--- begin QUOTED TEXT ---
By Amy Taxin, Deepti Hajela, Kate Brumback, David Goldman and Noreen Nasir
Led by reporters Amy Taxin, based in Southern California, and New York’s Deepti Hajela, the AP harnessed its vast geographic reach and expertise on the topic of immigration to deliver a striking, all-formats examination of the nation’s beleaguered immigration court system.
The idea for the story started with Taxin proposing that AP journalists fan out across the U.S. to illustrate chaos in the nation’s immigration courts, which are plagued by a 1 million case backlog that has grown worse under President Donald Trump’s crackdowns at the border.
The team settled on a plan to sit in on courts in 11 different cities over a two-week period,choosing a mix of locations big and small,on and off the border.
The result was a story that drew from more than a dozen contributors and showed the system’s major fault lines: judges setting hearing dates for 2023,young children crying everywhere in cramped courtrooms,a paper-based system where files are often misplaced, translation snafus and mind-numbingly complex laws that constantly change and leave immigrants bewildered.
--- end QUOTED TEXT ---
§ TASK DESCRIPTION:
Revise the stretch of the immigration court passage from "The idea for" through "off the border.", putting "enforcement measures" in place of "crackdowns". The entries that follow come from a separate source and are unrelated to the immigration court passage.
--- begin EXTRACTED ENTRIES ---
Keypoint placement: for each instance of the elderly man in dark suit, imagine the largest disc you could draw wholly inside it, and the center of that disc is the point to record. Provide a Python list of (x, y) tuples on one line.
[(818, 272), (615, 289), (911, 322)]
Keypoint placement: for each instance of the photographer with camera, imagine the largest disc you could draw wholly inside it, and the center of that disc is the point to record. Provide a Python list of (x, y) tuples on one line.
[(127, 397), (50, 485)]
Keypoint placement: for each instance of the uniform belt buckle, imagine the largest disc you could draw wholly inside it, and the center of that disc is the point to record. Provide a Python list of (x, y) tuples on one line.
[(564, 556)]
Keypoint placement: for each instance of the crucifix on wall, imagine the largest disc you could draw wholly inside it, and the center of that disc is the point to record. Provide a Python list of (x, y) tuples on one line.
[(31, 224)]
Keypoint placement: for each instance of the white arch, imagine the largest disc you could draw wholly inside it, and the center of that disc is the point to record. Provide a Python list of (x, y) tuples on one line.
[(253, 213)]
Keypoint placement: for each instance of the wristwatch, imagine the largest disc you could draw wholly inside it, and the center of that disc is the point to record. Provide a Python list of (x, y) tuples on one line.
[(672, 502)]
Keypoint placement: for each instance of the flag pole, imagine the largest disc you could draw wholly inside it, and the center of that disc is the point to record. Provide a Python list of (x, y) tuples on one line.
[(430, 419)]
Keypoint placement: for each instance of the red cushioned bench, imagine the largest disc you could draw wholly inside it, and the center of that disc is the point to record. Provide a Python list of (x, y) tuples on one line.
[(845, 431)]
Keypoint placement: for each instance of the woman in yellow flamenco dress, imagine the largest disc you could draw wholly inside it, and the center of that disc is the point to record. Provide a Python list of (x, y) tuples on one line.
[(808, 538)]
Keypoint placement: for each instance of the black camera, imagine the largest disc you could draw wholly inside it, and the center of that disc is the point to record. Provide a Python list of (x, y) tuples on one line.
--- end EXTRACTED ENTRIES ---
§ TASK OUTPUT:
The idea for the story started with Taxin proposing that AP journalists fan out across the U.S. to illustrate chaos in the nation’s immigration courts, which are plagued by a 1 million case backlog that has grown worse under President Donald Trump’s enforcement measures at the border.
The team settled on a plan to sit in on courts in 11 different cities over a two-week period,choosing a mix of locations big and small,on and off the border.